Given text:

::::

When I enable page heap, why is my one-byte buffer overrun not detected immediately?

Page Heap is a mode of the heap manager¹ that can be enabled by the Debugging Tools for Windows. When enabled, each memory allocation is placed at the end of a dedicated page, and the page that follows is left invalid. That way, if you overrun the allocation, you will crash with an access violation because you are reaching into the next (invalid) page.² When the memory is freed, the entire page is decommitted, so that any use-after-free bugs will result in an access violation. (Eventually, the heap manager will reuse the address space.)

A customer noted that when they enabled page heap, the crash did not occur on their one-byte buffer overrun. They were able to overrun the buffer by 13 bytes before the crash occurred. "We thought full page heap was supposed to catch buffer overruns immediately."

Page heap places the allocation as close to the end of the page as it can, but it may not able to push it right up to the edge because the heap is contractually obligated to respect the MEMORY_ALLOCATION_ALIGNMENT. Without these alignment guarantees, the heap would be much harder to use because every allocation would have to be manually aligned to the desired boundary. (In practice, nearly all data structures have nontrivial alignment requirements, because they will almost always contain at least one member that is larger than a byte.)

On 64-bit systems, the allocation alignment is 16, which means that Heap­Alloc promises to return a value that is evenly divisibly by 16. This contractual obligation means that if you make an allocation request for 3 bytes on a 64-bit system, then the allocation will be placed at an address of the form xxxxxxxx`xxxxFFF0, with three bytes of actual data and 13 padding bytes.

That's where the 13 bytes of slop are coming from. The heap manager cannot give you a pointer of the form xxxxxxxx`xxxxFFFD, because that would violate the alignment contract. However, the heap manager does put canary bytes in those extra 13 bytes, and when you free or reallocate the memory block, the heap manager verifies that the canary bytes have not been tampered with. So the write overrun is detected eventually.

If you want to break the alignment contract and make the memory go right up to the edge, you can ask for /unaligned /full. Note, however, that handing back unaligned memory is likely to result in other problems, because one of the ground rules of programming is that in the absence of explicit permission to the contrary, pointers must be properly aligned. The consequences of breaking this rule vary depending on how strictly your platform enforces alignment. The code might take alignment faults. Or the code might simply operate on the wrong memory. The x86 architecture is mostly alignment-forgiving, but there are still places (such as interlocked operations and SIMD instructions) where alignment is still important.

¹ I'm using the definite article on "the heap manager" because I'm referring to the system-provided heap manager. The one that you are using when you call functions like Heap­Alloc. If your program uses a custom heap library, then the page heap settings have no effect on that custom heap library. (This sounds obvious, but sometimes customers expect the page heap settings to somehow be able to alter the behavior of code it didn't write.)

::::

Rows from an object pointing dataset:
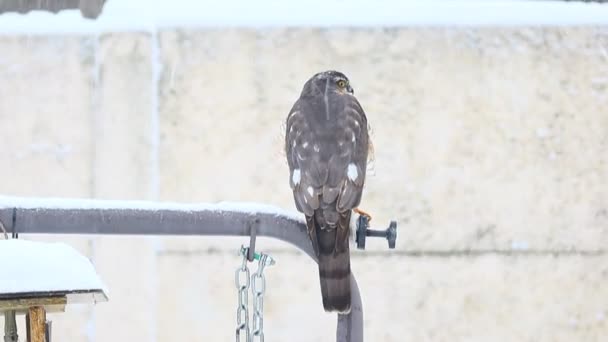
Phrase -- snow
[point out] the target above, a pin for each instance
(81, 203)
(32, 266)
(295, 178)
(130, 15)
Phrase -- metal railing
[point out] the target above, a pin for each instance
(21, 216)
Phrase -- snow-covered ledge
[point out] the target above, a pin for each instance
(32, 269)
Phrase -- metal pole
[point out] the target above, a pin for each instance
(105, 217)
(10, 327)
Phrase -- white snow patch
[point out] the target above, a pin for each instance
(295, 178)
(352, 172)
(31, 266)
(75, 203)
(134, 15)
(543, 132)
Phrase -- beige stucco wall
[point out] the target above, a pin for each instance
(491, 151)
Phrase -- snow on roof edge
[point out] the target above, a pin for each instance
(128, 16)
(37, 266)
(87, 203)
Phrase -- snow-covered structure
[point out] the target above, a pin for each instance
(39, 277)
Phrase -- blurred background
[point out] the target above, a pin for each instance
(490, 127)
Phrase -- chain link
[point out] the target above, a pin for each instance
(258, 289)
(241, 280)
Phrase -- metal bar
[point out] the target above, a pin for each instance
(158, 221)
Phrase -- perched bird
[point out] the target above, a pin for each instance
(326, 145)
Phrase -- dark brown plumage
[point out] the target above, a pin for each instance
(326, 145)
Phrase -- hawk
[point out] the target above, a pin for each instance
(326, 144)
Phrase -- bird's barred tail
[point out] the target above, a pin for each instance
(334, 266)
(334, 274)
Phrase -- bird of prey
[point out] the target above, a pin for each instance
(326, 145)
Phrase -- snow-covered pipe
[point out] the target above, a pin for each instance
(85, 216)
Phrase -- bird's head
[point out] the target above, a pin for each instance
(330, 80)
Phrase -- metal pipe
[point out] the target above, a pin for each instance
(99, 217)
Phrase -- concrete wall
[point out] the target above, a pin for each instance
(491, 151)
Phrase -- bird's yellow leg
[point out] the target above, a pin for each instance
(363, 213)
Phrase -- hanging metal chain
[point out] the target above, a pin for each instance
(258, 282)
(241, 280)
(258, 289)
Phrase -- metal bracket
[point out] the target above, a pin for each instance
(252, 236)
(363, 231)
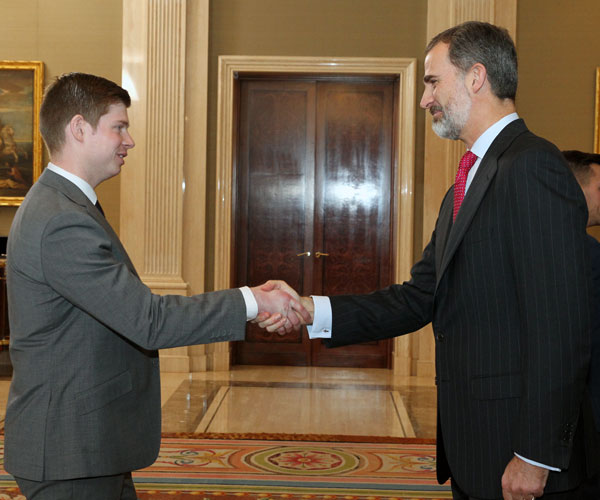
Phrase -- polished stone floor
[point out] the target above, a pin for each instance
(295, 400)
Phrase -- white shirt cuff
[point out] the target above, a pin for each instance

::::

What is expected:
Write the next part of the page heap article above, starting right after its final sentence.

Exercise response:
² Formally, this model is known as "full page heap". There's also a "standard page heap" which places canary bytes after the end of each allocation. When you free or reallocate the memory, the heap manager checks whether the canary bytes have been tampered with; if so, then it informs you of a heap buffer overrun. I don't know why they call this "standard page heap" because there are no pages involved.

Comments (19)
  1. Smithers says:

    “Note, however, that handing back unaligned memory is likely to result in other problems,”
    I doubt this is as likely as you imply, as I would expect the alignment requirement of nearly all allocations would be a factor of their size. One could, in theory, allocate 3 bytes, then treat the first two bytes as a 16-bit integer and the third as an 8-bit, causing a problem, but I doubt this is common. More likely someone would create a C-style struct Foo { int16_t x, int8_t y } and then allocate sizeof(struct Foo) bytes; since the structure’s size gets rounded up to 4[1] (as otherwise arrays would not align), the resulting allocation at …FFFC is sufficiently aligned for the structure.

    As for “standard page heap”, I assume because the allocation is made from a “standard page” (i.e. one that could be shared with other allocations)?

    [1]Assuming no meddling with #pragma pack. My predecessor left too many of those behind for me to make such assumption lightly.

    1. Joshua says:

      Indeed; I have noted that if the structure is not being padded by the compiler, allocating an array would surely cause alignment disasters.

      Since this does not happen, we may normally assume that allocating an array works correctly for oddly-sized structs. In fact the linux equivalent of this does indeed put the last byte of odd sizes at the end of the page and therefore returns an odd pointer in such cases.

      I suppose this is slightly more likely to break in that it will break on an unpadded struct for which arrays cannot be allocated, but that must be rare.

      1. Torsten says:

        Consider the pattern of the variable size structure:

        struct s {
        __m128 vector;
        size_t numBytes;
        byte payload[0];

        This structure requires 16 byte alignment but can have any length, including odd ones. The heap manager has no way of knowing whether any given allocation is intended for something like that.

        1. Kevin says:

          As of C99, the size of the structure is “as if the [zero-length] array member were omitted except that it may have more trailing padding than the omission would imply.” So the compiler can add padding if it likes, but otherwise the member is ignored.

          (Before C99, this was a non-standard feature, so who knows what will happen.)

          1. Joshua says:

            I suspect the dead giveaway bus error told you this application was not compatible. You never used this in production anyway so no matter.

          2. Stuart says:

            Does that mean that C99 doesn’t require a trailing zero-length array to be aligned to its own type? So that given, say,

            struct v {
            byte length;
            double entries[0];

            it’d be legal for sizeof(struct v) and alignof(struct v) to be 1?

    2. ranta says:

      The alignment could be a problem with a structure that ends with an ANYSIZE_ARRAY, like SP_DEVICE_INTERFACE_DETAIL_DATA. That structure starts with a DWORD member, and applications first call SetupDiGetDeviceInterfaceDetail to get *RequiredSize = the number of bytes that you need to allocate for the structure, but number might not be a multiple of sizeof(DWORD).

  2. AsmGuru62 says:

    There are issues with HeapValidate() also.
    On small overruns – it will report a block as OK in Released code.
    Custom heap with alignment and exact allocation sizes is a way to go.

  3. rw says:

    Shouldn’t it be a three-byte buffer that must be overrun by 13 bytes to get detected?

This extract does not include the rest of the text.